## TEXTE DU DOCUMENT
▬▬▬

Un texte de Carl Bergeron
Dossier : Qu'est-ce qu'être conservateur?
Thèmes : Conservatisme, Modernité, Politique
Numéro : vol. 14 no. 1 Automne 2011 - Hiver 2012

Étudier le « conservatisme » dans ses rapports avec la modernité a le défaut de ne recouper que très imparfaitement la réalité politique de notre époque. Les lignes de fracture ont changé et, plutôt que de « progressisme » et de « conservatisme », il vaudrait peut-être mieux parler de « modernes » et d’«hypermodernes ». Du moins si l’on en juge par l’évolution de l’espace public. La politique et, plus encore, le politique, sont une puissance qui n’existe que par l’espace public, autrement dit par ce carrefour discursif et symbolique qui assure, à coup d'oppositions et de réconciliations, de négations et d’affirmations, la survivance d’une communauté de référence où se négocient en permanence les critères de la légitimité. Pour comprendre la configuration réelle du politique, on ne peut donc faire fi des conditions d’expression de la parole publique.

▬▬▬

## ÉNONCÉ
Recopiez intégralement le texte sur le conservatisme et la modernité, sans en modifier un seul caractère.

## LISTE DES ITEMS
▬▬▬

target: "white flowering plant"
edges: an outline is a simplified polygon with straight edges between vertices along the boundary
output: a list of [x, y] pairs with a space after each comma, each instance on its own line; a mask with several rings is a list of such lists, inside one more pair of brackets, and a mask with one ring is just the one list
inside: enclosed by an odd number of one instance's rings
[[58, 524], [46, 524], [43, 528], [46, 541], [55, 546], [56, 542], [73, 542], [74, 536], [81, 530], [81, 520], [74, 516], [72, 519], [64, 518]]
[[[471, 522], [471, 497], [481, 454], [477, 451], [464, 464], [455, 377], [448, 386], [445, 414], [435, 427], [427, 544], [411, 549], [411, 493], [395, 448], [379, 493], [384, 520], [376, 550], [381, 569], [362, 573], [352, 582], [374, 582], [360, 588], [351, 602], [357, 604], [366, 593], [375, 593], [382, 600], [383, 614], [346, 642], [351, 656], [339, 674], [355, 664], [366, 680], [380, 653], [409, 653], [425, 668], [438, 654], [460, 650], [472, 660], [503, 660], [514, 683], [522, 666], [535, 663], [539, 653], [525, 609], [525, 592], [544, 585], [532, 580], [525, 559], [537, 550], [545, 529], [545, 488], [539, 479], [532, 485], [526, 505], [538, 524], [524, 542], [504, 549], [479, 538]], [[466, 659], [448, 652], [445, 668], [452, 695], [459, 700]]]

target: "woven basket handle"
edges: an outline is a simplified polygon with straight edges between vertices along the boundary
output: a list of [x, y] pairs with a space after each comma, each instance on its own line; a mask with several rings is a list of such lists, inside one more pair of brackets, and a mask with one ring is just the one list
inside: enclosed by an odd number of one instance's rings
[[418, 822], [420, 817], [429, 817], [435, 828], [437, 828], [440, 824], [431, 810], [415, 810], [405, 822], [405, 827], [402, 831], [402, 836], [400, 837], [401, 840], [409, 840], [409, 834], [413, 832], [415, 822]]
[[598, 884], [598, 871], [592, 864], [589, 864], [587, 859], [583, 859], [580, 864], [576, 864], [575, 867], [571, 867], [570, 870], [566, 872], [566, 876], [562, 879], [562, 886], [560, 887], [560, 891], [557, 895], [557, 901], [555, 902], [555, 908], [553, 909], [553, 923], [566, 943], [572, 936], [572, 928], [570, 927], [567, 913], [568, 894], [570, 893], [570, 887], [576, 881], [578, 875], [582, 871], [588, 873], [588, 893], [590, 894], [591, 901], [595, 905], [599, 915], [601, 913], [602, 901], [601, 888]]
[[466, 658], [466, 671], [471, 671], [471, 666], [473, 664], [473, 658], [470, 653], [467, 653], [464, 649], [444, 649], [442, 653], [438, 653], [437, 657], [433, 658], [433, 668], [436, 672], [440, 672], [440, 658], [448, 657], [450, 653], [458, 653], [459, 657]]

▬▬▬

## RÉSULTAT
Un texte de Carl Bergeron
Dossier : Qu'est-ce qu'être conservateur?
Thèmes : Conservatisme, Modernité, Politique
Numéro : vol. 14 no. 1 Automne 2011 - Hiver 2012

Étudier le « conservatisme » dans ses rapports avec la modernité a le défaut de ne recouper que très imparfaitement la réalité politique de notre époque. Les lignes de fracture ont changé et, plutôt que de « progressisme » et de « conservatisme », il vaudrait peut-être mieux parler de « modernes » et d’«hypermodernes ». Du moins si l’on en juge par l’évolution de l’espace public. La politique et, plus encore, le politique, sont une puissance qui n’existe que par l’espace public, autrement dit par ce carrefour discursif et symbolique qui assure, à coup d'oppositions et de réconciliations, de négations et d’affirmations, la survivance d’une communauté de référence où se négocient en permanence les critères de la légitimité. Pour comprendre la configuration réelle du politique, on ne peut donc faire fi des conditions d’expression de la parole publique.